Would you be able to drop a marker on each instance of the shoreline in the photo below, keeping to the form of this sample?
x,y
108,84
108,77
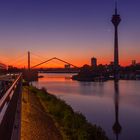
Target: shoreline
x,y
72,125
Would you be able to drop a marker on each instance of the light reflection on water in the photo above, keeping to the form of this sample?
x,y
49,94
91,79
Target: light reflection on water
x,y
106,104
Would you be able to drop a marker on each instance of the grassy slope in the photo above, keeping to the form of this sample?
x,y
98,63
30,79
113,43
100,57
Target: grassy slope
x,y
74,125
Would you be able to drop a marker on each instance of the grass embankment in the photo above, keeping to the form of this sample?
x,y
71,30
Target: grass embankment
x,y
73,125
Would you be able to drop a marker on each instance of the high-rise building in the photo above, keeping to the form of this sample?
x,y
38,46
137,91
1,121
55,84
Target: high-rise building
x,y
116,20
93,62
133,62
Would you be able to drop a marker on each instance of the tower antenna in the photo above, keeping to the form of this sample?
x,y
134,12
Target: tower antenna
x,y
116,7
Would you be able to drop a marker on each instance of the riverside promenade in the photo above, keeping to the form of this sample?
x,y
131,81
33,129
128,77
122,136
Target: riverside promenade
x,y
36,124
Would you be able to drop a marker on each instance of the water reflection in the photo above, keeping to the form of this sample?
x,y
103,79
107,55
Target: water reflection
x,y
116,127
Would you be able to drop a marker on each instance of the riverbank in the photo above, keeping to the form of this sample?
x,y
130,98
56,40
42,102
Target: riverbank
x,y
36,124
72,126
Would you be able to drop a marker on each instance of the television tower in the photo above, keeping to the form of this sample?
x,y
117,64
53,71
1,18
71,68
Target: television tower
x,y
116,20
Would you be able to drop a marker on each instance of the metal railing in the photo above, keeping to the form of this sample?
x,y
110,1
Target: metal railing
x,y
10,111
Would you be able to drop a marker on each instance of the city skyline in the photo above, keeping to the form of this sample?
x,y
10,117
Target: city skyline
x,y
74,30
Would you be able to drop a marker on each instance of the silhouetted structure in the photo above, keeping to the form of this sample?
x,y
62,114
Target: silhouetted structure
x,y
116,127
93,62
116,20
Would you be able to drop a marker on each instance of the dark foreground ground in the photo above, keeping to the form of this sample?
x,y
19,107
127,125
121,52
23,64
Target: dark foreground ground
x,y
36,123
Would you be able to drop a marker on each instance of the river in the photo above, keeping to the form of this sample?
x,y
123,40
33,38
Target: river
x,y
113,106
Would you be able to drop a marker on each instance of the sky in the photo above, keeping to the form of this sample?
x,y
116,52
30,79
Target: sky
x,y
72,30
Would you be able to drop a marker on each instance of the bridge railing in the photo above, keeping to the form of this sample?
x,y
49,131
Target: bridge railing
x,y
10,111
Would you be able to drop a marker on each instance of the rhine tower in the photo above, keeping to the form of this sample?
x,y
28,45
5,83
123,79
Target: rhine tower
x,y
116,20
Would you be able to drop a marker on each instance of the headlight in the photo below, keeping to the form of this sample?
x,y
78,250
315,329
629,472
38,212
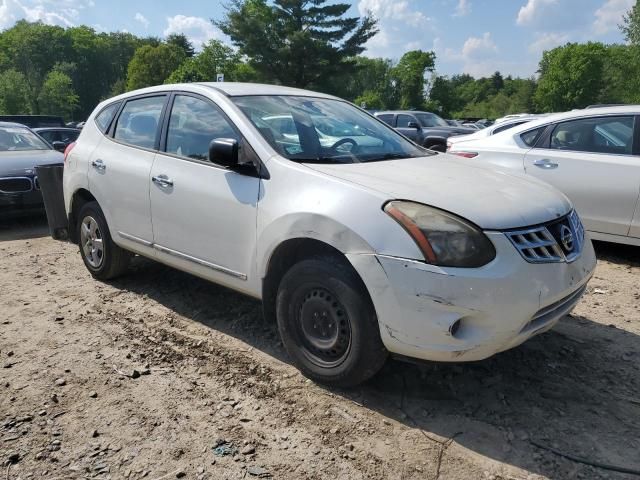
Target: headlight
x,y
443,238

- [Prompt]:
Exclude the pictures, then retype every record exactly.

- [Your solution]:
Would you be able to drop a marker on each instance of the shoreline in the photo below, keeping to the form of this sample?
x,y
108,84
108,77
Target: shoreline
x,y
72,125
Would you be able to drop a marker on each instance of the light reflection on water in the photo above, keeping to the form of this sample?
x,y
49,94
91,79
Target: light reflection on water
x,y
106,104
Would you be able to drop a marker on each instance of the grassy slope in the photo above, keeping to the form of this sample?
x,y
98,63
30,79
113,43
100,57
Target: grassy slope
x,y
74,125
Would you be able to drop a marker on each instance of the grass embankment in the photo above, keeping to the form of this sample?
x,y
71,30
Target: grass embankment
x,y
73,125
Would you be able to drop a marker on each instance of the high-rise building in the photo above, keeping to the form of this sample?
x,y
38,46
137,91
1,121
55,84
Target: high-rise building
x,y
116,20
93,62
133,62
Would you be able to drop a marker on each instance of the tower antenna in the photo above, keeping to the form of this sample?
x,y
134,12
Target: tower antenna
x,y
116,7
Would you be able to drop a marker on each instance of the riverside promenade in the photo above, keeping to the form of this sample?
x,y
131,81
33,129
128,77
122,136
Target: riverside promenade
x,y
36,124
Would you be able to drop a marker on each instance of the water reflection in the photo above, keeping to the form of this sample?
x,y
103,79
107,55
Target: water reflection
x,y
116,127
Would you be able to drop a marker on each instance of the riverbank in the photo above, keeping to the form of this sample?
x,y
130,98
56,40
42,102
Target: riverbank
x,y
36,124
72,126
Would you be able to drop a marker on each instance of the television tower in the photo above, keeping to the form of this sample?
x,y
117,64
53,71
1,18
71,68
Target: television tower
x,y
116,20
Would you be able to drop a marker on each instance of the metal railing in the photo above, keeping to the form of this sample?
x,y
110,1
Target: metal railing
x,y
10,111
Would you be able to drop a marker on each instance of the city skyline in the photo above, keeping to the form of this sample?
x,y
10,117
Target: city skyline
x,y
74,30
Would you be able to drop a marker on each instance of the silhouetted structure in the photo above, keeping to the form of this sample?
x,y
62,114
Target: silhouetted structure
x,y
116,127
93,62
116,20
Would you be able to drop a marker on each instance of the dark foreground ground in the photo above, keeping to the form of this sample?
x,y
19,107
127,125
121,52
23,64
Target: dark foreground ground
x,y
36,123
Would you be able to drop a marker on each instance of the river in the photo above, keeping to the form of this sample?
x,y
123,40
33,38
Target: river
x,y
113,106
Would you be able to drop a marker on each instance of the sky in the photo above, keeping to the form of this sample?
x,y
116,52
30,79
Target: sky
x,y
72,30
Would you be able to drop a marker on each instance of the bridge railing in the photo above, keeping to the form of this sample?
x,y
49,131
Target: bridge railing
x,y
10,111
Would you be able to drop a marker on each instance of the rhine tower in the photo above, keeping to the form of this sample?
x,y
28,45
5,83
123,79
Target: rhine tower
x,y
116,20
Would you be able to drop a marker on each instance of the headlight in the photo below, keeping to the form of this sample?
x,y
78,250
315,329
629,472
38,212
Target: headlight
x,y
443,238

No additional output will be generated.